*Set task:* Print the material below line for line, without changing anything.

## begin Records for the exercise

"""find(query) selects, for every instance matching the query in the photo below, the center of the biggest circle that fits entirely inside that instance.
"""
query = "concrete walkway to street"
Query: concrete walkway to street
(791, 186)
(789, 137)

## end Records for the exercise

*Response to this exercise:*
"""find(query) selects, for every instance matching the query in the photo below, the center of the biggest circle that fits entirely inside that instance.
"""
query = "concrete walkway to street"
Query: concrete walkway to street
(791, 186)
(789, 137)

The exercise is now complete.